From the records below, return every line containing the word "litter".

--*--

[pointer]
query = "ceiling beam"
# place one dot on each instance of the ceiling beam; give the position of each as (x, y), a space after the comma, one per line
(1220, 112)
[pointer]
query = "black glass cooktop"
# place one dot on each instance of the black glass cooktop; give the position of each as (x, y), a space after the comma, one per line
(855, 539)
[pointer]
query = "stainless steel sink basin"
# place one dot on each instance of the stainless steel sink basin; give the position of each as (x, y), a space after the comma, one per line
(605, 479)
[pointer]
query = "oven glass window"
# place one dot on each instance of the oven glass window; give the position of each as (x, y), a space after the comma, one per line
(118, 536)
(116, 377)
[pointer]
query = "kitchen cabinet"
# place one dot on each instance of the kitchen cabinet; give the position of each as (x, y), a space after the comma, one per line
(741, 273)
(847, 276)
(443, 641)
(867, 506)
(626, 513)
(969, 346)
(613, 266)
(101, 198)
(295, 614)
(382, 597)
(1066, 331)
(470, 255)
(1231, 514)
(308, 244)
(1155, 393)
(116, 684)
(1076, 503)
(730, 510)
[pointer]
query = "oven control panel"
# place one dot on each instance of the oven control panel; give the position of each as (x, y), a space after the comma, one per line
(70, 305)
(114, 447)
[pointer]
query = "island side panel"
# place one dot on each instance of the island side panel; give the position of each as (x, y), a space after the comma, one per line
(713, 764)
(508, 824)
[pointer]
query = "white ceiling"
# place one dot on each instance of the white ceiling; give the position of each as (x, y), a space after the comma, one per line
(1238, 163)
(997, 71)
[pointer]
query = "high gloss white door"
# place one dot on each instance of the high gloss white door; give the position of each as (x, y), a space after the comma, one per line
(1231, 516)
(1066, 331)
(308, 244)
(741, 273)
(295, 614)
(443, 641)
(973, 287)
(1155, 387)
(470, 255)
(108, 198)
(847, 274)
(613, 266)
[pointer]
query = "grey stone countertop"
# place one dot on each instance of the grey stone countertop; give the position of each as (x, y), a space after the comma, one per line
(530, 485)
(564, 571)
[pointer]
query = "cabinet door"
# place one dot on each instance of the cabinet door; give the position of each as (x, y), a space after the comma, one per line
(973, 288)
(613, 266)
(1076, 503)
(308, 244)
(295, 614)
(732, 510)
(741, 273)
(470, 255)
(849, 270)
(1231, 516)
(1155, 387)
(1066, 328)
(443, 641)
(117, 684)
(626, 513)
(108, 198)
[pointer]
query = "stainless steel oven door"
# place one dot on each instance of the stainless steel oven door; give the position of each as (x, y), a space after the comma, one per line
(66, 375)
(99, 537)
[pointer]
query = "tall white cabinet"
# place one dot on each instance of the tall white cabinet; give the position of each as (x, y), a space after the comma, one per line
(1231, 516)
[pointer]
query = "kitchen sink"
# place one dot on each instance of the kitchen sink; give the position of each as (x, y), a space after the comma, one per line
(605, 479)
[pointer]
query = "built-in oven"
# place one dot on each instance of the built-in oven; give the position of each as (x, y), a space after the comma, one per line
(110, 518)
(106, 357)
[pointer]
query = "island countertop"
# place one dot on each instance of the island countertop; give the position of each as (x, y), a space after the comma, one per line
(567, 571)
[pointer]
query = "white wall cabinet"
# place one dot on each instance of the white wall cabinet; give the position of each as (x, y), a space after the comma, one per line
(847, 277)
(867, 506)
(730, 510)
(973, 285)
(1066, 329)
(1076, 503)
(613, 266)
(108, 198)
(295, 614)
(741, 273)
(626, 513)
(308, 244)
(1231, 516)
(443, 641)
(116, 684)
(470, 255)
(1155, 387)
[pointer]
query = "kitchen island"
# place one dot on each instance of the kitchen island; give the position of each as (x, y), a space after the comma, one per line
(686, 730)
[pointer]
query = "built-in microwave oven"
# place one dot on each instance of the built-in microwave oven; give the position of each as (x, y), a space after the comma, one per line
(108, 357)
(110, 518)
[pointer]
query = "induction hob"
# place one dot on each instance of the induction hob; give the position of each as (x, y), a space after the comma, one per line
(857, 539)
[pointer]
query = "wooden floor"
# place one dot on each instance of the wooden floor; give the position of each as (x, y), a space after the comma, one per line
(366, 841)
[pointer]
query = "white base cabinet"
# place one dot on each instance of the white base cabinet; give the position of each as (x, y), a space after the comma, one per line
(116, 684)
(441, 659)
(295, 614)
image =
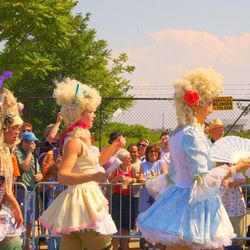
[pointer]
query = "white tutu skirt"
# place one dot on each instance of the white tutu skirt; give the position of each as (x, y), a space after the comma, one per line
(78, 208)
(7, 224)
(173, 219)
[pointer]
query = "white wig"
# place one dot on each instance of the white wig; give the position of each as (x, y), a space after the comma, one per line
(205, 81)
(9, 112)
(9, 117)
(74, 98)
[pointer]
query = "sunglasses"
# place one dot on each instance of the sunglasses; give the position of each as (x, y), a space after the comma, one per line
(153, 151)
(26, 130)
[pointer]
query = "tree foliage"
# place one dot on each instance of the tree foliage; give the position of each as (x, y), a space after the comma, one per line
(42, 42)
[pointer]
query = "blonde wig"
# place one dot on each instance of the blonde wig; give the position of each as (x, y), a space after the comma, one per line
(9, 117)
(74, 98)
(206, 82)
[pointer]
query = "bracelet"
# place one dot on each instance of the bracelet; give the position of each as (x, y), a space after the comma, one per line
(233, 170)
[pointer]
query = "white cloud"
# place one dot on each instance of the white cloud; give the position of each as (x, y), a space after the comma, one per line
(171, 52)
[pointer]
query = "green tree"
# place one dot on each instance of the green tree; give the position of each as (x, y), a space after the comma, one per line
(42, 42)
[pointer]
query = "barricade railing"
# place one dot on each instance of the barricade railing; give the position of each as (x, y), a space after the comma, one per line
(23, 206)
(108, 189)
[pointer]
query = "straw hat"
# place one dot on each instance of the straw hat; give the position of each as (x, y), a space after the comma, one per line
(216, 123)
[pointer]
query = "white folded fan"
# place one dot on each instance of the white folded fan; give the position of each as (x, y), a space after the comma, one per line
(230, 149)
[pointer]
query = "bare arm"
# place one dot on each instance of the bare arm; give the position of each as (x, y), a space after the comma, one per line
(72, 150)
(17, 213)
(241, 165)
(26, 163)
(54, 130)
(141, 174)
(111, 150)
(164, 168)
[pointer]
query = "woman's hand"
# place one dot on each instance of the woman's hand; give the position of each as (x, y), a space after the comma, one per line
(100, 177)
(243, 164)
(119, 142)
(18, 216)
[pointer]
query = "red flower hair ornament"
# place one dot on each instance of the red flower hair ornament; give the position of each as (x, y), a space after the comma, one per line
(191, 97)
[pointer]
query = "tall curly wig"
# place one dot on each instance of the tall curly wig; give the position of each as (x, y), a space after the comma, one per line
(74, 98)
(205, 81)
(9, 117)
(9, 112)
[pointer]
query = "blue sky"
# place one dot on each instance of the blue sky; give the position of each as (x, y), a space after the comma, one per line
(124, 23)
(165, 38)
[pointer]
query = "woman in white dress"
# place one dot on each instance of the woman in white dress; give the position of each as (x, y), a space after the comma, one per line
(81, 212)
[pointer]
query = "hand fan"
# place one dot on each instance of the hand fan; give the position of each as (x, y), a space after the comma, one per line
(230, 149)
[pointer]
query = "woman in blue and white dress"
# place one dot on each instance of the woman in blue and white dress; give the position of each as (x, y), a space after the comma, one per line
(189, 214)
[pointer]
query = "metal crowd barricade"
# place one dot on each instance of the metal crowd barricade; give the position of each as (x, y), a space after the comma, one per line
(108, 190)
(23, 206)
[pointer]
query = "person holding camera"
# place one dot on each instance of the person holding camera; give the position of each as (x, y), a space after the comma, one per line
(30, 174)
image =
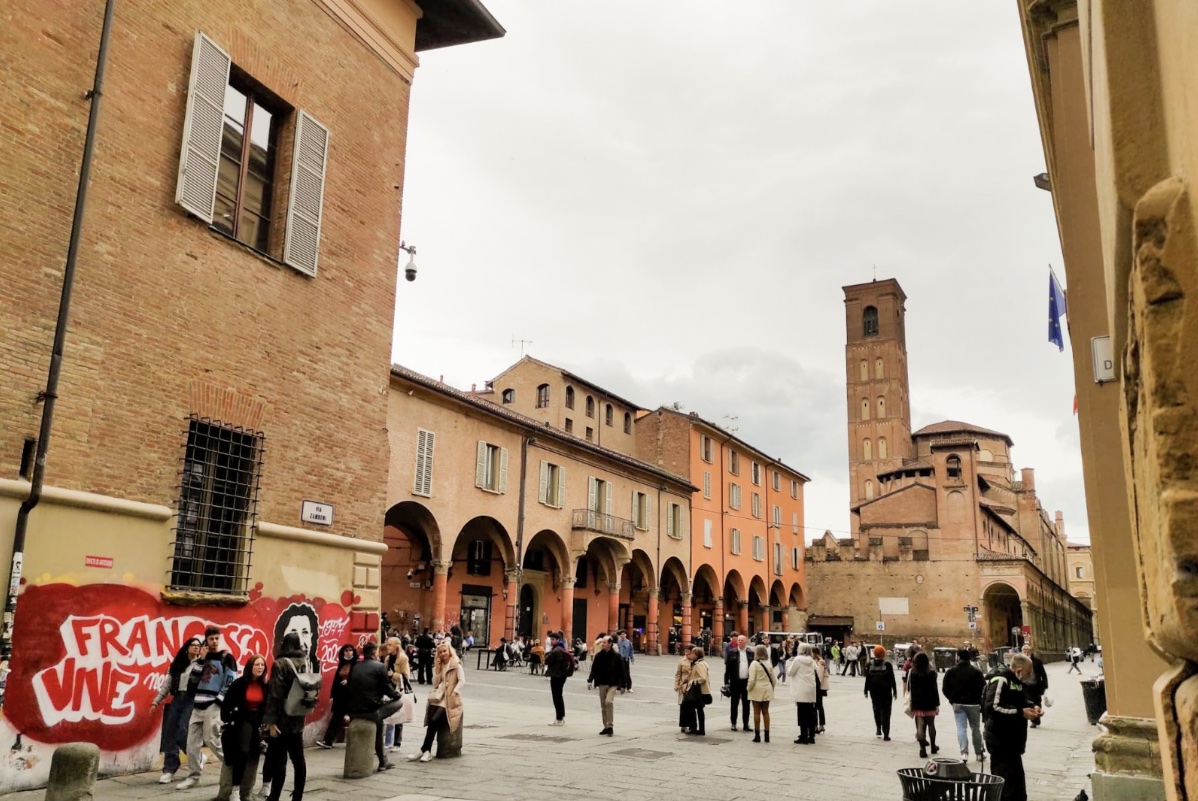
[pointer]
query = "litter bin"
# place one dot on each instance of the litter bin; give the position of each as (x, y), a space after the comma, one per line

--*--

* **OUTPUT FOR THIS TASK**:
query = "litter bin"
# place one dot on each instance of the litter bin; give the position of each as (x, y), a space after the comma, one per line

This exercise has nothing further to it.